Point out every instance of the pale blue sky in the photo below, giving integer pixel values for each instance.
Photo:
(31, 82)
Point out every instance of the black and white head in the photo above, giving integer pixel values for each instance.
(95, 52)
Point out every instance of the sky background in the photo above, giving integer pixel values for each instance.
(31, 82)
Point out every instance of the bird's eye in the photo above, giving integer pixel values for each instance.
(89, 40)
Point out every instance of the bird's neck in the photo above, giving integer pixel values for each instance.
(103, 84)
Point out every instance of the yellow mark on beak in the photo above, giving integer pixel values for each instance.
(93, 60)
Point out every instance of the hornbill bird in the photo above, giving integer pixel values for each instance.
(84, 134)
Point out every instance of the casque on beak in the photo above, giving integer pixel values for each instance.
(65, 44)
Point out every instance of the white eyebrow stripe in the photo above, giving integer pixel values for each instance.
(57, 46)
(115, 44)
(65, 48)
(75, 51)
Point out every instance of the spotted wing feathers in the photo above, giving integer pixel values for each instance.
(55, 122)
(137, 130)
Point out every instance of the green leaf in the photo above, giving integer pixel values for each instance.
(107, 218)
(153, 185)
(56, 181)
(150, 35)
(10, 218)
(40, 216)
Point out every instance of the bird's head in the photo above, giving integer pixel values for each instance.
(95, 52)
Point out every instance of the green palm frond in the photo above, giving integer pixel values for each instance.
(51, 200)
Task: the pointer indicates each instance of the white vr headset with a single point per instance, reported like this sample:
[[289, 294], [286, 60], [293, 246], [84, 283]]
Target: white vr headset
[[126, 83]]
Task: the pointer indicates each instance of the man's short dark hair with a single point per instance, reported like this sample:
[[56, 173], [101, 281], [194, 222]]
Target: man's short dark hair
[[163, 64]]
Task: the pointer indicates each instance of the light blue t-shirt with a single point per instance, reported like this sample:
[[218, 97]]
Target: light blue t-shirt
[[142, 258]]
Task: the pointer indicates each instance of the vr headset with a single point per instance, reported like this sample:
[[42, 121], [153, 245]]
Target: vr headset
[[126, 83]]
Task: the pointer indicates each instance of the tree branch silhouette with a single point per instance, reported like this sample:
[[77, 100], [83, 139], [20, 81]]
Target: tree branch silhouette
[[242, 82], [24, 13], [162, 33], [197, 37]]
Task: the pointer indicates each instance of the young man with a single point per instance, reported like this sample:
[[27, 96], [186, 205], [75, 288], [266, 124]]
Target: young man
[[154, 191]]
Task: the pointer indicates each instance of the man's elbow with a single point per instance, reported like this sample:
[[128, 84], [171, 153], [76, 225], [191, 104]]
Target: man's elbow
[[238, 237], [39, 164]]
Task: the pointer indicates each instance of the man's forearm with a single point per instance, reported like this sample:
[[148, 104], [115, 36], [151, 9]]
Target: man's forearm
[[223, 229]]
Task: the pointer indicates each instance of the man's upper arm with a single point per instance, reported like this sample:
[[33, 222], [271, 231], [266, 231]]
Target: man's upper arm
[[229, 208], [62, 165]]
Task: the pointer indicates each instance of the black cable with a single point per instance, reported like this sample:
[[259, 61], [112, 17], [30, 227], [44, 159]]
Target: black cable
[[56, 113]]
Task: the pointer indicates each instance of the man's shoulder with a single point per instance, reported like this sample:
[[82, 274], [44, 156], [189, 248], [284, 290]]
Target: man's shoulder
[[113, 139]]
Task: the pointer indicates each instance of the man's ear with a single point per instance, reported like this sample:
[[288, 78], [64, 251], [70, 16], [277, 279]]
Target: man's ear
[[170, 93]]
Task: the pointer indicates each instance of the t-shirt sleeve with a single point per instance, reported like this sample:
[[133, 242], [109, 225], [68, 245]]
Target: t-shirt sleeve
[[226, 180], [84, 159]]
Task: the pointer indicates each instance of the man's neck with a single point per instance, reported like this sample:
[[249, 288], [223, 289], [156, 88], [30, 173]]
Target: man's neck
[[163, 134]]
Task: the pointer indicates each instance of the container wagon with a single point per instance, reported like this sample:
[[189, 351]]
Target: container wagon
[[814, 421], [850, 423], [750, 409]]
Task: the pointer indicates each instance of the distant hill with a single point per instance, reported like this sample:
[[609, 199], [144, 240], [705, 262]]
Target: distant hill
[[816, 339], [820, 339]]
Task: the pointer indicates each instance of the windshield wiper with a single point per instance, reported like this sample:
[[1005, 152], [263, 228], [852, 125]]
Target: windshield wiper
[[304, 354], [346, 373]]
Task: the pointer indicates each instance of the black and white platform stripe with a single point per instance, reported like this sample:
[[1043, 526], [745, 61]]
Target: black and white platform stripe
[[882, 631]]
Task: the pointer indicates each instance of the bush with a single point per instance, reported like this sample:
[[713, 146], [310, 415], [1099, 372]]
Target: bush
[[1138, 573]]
##############################
— WRITTEN REQUEST —
Reproduce everything from the line containing "Task: the pointer indicates each instance of the man's upper" down to the line containing "[[229, 208], [62, 165]]", both included. Add 3 to every coordinate in the line containing "[[229, 208], [62, 165]]", and leave the other lines unchanged.

— EXERCISE RESPONSE —
Task: the pointer indicates each instance of the man's upper arm with a single point per instance, reported like this sample:
[[33, 222], [271, 231], [266, 231]]
Target: man's upper arm
[[232, 211], [65, 168]]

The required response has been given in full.